Problem description
Exactly as written, reproduce the lines from the one that contains "[locate] the sheer" through the end of the records.
· · ·
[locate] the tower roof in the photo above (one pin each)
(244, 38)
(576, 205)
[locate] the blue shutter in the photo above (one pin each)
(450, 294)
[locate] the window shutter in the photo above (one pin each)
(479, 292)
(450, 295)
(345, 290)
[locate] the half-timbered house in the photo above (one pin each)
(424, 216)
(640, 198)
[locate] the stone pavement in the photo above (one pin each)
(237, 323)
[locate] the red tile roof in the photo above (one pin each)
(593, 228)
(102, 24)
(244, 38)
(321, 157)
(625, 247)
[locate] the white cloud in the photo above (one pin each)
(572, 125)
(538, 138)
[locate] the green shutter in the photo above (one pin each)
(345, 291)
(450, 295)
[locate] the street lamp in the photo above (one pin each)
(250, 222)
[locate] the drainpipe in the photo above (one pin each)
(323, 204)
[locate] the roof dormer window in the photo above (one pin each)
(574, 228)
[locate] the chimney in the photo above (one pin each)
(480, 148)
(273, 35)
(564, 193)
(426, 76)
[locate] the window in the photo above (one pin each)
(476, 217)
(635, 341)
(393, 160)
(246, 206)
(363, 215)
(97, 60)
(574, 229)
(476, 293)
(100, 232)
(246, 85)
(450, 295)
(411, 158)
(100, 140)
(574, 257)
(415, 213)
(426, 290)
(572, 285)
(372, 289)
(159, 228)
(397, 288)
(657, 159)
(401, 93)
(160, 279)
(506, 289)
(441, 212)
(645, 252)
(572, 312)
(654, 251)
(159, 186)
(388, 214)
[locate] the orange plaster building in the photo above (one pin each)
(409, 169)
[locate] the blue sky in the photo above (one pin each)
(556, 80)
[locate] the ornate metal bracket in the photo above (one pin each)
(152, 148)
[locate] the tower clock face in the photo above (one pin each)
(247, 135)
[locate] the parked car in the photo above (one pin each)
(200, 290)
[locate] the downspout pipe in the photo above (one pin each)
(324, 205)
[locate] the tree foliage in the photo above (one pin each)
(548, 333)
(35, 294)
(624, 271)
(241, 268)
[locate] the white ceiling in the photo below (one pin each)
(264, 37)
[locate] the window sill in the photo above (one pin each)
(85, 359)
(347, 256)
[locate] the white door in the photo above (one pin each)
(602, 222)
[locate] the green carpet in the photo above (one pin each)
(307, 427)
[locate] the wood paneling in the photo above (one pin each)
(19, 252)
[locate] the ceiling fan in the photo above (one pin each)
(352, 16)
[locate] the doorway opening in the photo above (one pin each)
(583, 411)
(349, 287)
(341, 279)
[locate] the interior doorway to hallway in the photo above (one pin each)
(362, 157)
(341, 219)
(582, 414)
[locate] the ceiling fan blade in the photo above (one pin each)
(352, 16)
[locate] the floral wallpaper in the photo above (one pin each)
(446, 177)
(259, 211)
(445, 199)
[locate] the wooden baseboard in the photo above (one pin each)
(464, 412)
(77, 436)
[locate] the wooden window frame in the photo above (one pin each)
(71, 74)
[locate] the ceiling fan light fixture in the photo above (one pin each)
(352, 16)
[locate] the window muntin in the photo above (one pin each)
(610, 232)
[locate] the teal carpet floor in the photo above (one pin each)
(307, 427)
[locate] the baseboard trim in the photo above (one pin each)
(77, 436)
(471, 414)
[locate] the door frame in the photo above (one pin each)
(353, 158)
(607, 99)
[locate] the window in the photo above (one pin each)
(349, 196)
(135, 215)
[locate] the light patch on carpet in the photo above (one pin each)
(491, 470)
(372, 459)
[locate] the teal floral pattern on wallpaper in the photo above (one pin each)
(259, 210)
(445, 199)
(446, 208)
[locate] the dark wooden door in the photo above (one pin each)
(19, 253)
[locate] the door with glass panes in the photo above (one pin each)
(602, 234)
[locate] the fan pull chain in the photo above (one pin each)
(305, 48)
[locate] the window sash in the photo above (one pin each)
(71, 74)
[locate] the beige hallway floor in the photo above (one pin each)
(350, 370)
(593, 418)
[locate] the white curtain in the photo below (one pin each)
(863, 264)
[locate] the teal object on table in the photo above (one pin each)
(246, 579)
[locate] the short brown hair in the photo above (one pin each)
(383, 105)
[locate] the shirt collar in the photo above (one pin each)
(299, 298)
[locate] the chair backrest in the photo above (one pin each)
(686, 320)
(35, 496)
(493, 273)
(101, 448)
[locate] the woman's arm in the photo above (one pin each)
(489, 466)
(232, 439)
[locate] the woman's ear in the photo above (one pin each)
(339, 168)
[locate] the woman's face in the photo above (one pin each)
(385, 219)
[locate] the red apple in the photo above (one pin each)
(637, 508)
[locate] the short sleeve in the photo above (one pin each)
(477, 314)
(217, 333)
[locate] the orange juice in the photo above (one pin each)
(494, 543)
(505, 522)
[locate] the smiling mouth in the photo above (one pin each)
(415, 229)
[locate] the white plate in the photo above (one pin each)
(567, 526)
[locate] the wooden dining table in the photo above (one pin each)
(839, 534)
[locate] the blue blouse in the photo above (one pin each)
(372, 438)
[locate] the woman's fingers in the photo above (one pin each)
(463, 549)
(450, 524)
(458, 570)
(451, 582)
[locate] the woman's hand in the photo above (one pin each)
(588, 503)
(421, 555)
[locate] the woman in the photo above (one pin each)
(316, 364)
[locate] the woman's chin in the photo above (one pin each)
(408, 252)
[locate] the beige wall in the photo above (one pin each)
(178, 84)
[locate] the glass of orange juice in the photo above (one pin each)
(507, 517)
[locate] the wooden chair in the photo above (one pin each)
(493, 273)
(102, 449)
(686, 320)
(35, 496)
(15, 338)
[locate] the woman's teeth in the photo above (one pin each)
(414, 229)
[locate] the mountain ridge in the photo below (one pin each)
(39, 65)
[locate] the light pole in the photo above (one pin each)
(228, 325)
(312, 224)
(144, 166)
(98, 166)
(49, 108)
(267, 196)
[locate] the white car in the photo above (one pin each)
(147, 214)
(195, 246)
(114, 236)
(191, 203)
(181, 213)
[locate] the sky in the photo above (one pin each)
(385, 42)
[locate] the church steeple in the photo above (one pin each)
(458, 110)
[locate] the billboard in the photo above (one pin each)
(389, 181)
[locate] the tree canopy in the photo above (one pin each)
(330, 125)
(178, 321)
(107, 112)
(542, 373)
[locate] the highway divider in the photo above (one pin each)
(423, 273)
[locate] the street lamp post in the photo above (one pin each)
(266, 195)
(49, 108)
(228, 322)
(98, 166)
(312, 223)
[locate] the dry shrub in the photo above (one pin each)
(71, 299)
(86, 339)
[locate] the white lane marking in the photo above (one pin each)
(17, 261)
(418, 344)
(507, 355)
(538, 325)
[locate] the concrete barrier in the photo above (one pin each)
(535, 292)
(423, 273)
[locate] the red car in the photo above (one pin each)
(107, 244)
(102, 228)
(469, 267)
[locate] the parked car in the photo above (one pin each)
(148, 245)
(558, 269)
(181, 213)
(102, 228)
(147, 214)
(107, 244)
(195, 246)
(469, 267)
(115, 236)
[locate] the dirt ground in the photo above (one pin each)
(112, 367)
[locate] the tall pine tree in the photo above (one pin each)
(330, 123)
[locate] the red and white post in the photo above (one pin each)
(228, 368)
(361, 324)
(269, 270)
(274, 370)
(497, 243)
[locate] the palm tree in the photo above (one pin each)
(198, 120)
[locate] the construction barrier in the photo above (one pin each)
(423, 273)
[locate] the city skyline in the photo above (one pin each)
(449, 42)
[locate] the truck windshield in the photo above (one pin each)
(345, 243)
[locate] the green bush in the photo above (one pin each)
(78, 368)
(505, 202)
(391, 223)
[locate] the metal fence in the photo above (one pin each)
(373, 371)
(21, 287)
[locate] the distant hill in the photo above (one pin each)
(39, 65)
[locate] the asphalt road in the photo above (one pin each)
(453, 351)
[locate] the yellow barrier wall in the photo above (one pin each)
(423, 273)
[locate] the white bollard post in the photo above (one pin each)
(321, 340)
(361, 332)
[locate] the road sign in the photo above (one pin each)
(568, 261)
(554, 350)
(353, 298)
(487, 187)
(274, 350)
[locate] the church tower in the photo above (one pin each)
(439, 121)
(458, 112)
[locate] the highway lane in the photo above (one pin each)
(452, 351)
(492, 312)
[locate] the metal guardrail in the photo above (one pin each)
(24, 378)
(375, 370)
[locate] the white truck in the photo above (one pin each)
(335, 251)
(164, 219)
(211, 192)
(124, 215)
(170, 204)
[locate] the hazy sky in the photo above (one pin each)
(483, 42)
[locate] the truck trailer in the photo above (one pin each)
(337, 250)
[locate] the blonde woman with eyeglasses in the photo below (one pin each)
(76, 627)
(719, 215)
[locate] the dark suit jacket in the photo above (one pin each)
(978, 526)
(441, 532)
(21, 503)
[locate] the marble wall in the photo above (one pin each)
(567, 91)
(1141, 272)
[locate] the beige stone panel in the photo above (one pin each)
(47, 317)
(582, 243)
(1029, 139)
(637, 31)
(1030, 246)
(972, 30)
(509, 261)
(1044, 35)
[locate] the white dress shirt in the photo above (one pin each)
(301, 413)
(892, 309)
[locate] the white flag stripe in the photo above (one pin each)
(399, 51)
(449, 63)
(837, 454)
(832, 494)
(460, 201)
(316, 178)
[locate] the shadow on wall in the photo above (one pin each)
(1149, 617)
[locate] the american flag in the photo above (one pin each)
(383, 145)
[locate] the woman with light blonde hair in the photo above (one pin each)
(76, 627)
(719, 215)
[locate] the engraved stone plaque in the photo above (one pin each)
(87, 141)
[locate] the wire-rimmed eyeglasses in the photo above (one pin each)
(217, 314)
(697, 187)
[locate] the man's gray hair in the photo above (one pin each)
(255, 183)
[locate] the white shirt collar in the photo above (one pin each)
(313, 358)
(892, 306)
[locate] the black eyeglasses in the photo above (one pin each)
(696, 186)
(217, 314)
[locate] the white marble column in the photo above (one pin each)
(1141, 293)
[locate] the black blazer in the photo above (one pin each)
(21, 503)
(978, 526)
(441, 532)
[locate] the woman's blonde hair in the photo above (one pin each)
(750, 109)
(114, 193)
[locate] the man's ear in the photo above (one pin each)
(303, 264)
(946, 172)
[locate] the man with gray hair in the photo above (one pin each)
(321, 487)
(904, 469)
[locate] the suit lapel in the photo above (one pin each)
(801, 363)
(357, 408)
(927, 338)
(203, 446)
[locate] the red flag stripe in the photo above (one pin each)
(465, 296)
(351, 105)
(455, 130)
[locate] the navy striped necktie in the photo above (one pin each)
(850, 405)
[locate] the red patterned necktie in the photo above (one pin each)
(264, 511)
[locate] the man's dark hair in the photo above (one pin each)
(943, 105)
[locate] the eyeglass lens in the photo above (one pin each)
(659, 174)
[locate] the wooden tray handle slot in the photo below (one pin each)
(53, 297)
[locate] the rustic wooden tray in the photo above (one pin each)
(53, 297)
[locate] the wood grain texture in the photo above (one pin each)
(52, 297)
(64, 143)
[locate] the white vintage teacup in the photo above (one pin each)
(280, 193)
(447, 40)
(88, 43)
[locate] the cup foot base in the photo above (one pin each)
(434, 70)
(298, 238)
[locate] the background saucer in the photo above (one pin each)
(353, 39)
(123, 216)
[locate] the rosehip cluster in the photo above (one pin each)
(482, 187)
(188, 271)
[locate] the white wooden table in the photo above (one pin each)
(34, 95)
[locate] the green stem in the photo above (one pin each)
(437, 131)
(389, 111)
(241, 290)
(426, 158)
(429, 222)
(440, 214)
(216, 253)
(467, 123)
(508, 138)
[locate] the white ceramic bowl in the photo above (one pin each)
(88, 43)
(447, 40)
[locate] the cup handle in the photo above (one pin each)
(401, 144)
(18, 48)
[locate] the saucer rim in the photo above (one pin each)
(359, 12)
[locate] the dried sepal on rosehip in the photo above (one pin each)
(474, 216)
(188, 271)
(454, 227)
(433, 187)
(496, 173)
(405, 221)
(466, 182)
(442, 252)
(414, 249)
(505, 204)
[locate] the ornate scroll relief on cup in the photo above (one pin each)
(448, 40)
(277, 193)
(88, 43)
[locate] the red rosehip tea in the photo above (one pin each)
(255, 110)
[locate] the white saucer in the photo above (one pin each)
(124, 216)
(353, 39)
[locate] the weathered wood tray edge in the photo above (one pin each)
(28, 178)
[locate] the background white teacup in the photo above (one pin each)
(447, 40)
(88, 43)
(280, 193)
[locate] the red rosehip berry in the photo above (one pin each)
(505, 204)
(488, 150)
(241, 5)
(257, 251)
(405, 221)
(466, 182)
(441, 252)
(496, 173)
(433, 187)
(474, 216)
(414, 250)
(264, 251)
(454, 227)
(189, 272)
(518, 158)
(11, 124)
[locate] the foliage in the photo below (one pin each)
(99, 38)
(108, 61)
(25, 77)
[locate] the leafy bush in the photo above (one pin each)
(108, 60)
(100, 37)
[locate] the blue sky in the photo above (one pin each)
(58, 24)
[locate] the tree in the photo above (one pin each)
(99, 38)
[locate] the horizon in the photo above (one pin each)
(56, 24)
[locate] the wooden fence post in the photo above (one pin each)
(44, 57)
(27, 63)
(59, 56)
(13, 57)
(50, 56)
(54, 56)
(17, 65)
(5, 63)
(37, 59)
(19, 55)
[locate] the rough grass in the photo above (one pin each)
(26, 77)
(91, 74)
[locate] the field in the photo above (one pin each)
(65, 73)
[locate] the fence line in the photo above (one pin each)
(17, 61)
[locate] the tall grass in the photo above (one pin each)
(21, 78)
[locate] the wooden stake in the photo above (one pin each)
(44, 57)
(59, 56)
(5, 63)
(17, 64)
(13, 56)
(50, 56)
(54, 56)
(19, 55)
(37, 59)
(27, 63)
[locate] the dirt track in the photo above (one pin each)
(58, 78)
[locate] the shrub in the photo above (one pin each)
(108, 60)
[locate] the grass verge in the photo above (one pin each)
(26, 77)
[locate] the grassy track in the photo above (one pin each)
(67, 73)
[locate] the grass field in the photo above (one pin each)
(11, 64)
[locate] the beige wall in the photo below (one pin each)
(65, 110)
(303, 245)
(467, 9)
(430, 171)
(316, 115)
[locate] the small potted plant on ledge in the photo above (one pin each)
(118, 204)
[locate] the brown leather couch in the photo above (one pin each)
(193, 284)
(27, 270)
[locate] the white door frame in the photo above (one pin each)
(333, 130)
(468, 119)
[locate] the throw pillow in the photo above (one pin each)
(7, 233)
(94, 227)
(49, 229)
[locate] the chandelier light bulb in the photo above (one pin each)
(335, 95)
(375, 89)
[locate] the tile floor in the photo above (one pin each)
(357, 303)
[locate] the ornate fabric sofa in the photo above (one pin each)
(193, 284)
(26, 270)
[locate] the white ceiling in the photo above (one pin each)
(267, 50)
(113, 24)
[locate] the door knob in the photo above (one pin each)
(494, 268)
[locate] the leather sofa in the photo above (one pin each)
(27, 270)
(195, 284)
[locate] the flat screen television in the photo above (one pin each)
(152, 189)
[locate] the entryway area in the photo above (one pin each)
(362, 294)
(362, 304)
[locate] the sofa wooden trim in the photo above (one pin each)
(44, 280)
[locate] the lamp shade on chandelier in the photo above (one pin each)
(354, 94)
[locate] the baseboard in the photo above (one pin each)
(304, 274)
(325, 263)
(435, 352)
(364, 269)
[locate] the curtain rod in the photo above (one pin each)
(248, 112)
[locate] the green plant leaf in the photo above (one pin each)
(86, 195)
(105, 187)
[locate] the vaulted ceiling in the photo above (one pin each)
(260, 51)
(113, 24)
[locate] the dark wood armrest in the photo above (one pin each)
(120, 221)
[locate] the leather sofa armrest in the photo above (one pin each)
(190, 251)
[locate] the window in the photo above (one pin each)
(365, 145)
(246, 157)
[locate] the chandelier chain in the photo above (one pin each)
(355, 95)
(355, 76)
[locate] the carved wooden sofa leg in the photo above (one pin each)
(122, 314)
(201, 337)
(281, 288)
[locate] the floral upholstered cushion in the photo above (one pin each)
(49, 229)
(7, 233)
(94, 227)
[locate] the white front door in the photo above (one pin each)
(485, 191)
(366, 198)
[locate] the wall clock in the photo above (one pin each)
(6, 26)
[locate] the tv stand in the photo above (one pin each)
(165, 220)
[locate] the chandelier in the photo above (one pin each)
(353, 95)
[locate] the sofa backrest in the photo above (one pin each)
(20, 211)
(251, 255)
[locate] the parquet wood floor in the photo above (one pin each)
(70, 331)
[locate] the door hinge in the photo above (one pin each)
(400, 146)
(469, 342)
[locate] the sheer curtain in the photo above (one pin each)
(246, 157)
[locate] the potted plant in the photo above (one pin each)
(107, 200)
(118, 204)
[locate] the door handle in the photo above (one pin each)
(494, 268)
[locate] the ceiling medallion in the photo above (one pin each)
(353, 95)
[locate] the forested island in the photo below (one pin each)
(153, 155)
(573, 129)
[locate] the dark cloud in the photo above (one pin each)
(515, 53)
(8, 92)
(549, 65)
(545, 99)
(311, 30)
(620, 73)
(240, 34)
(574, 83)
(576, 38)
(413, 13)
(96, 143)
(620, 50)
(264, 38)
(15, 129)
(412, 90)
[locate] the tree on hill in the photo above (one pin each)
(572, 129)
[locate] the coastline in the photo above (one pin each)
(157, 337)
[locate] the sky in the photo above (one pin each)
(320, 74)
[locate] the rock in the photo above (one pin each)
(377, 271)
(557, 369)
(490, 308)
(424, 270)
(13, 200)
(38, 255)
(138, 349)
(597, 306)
· · ·
Solution for this problem
[locate] the sheer curtain in the photo above (one pin each)
(246, 157)
[locate] the potted plant in the photo above (one pin each)
(107, 200)
(118, 204)
[locate] the door handle in the photo above (one pin each)
(494, 268)
[locate] the ceiling medallion in the photo above (one pin each)
(353, 95)
[locate] the forested island in the photo below (one pin each)
(153, 155)
(573, 129)
[locate] the dark cloud in the photo above (one pin each)
(515, 53)
(8, 92)
(549, 65)
(545, 99)
(311, 30)
(620, 73)
(240, 34)
(574, 83)
(576, 38)
(413, 13)
(96, 143)
(620, 50)
(264, 38)
(15, 129)
(412, 90)
[locate] the tree on hill in the photo above (one pin each)
(572, 129)
[locate] the coastline in the photo above (one pin each)
(157, 337)
[locate] the sky in the photo above (one pin each)
(320, 74)
[locate] the rock in the photo above (one pin each)
(377, 271)
(557, 369)
(490, 308)
(424, 270)
(13, 200)
(38, 255)
(138, 349)
(597, 306)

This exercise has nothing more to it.